### ASSIGNMENT
Write out, from the entries below, exactly the lines that run between the lines holding "the shallow seawater." and "white foam bubble.", inclusive, and stop there.

** Opening RECORDS PROVIDED block **

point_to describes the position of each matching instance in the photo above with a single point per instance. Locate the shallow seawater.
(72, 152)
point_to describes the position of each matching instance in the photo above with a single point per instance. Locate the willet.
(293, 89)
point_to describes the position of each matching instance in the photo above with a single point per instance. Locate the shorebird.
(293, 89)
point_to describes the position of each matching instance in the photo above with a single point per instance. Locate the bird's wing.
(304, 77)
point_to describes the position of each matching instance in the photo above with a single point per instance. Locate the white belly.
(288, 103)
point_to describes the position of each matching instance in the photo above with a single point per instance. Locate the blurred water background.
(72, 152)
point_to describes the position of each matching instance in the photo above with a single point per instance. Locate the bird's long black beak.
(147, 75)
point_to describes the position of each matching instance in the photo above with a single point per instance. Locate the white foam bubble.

** Closing RECORDS PROVIDED block **
** Opening RECORDS PROVIDED block **

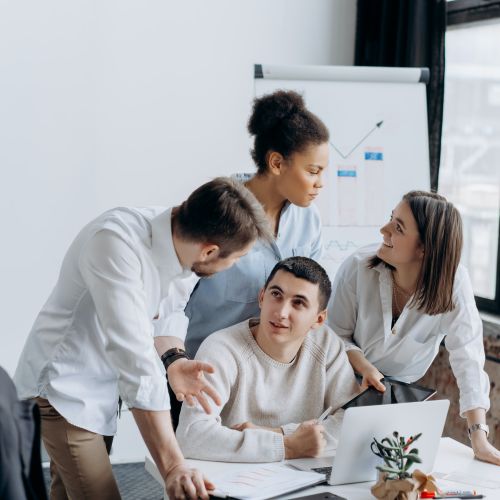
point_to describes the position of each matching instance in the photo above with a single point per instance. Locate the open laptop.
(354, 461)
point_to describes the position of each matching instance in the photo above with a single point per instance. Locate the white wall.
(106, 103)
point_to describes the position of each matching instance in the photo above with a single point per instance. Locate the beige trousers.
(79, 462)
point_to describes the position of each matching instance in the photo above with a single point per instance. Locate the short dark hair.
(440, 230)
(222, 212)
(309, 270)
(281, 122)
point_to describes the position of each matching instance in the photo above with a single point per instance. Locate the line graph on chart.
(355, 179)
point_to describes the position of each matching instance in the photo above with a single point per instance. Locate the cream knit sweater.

** Closing RECORDS PROVIDED block **
** Opening RECORDS PROVIDED block **

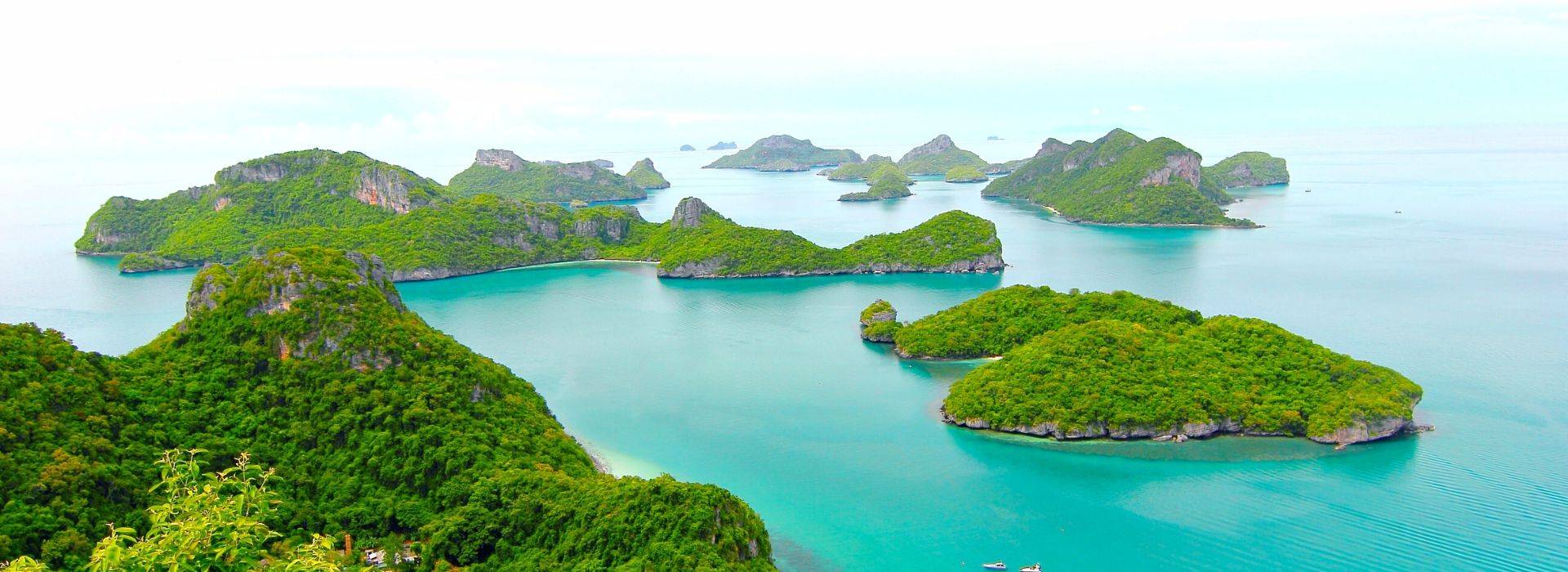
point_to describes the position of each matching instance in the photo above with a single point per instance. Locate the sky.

** Closing RECORDS PROVIDED block **

### EXERCISE ANSWER
point_to describes the position of each matching instance in the photo above with a single point per instance. Locate the shallow seawater.
(72, 152)
point_to describes the position of each matching instance in the photo above with a single point per instance. Locate the willet.
(293, 89)
point_to describes the position of each matching instance in the photo above with a single point per instance. Locate the shorebird.
(293, 89)
point_to describes the position of each matching instance in the photo above with a single point per instance. Locate the bird's wing.
(304, 77)
point_to describes the position of each matching instance in the photo above with a single point per instance. Locate the white belly.
(288, 103)
point_to describes the position of each matching instance in the photo above with a single point per instance. Locate the blurred water background.
(72, 152)
point_to describes the position of each matching instance in the photo above with a single point per instance. Locate the bird's long black beak.
(147, 75)
point_to describes the position of each matching instance in the photo above with a single point per instance. Locate the white foam bubble.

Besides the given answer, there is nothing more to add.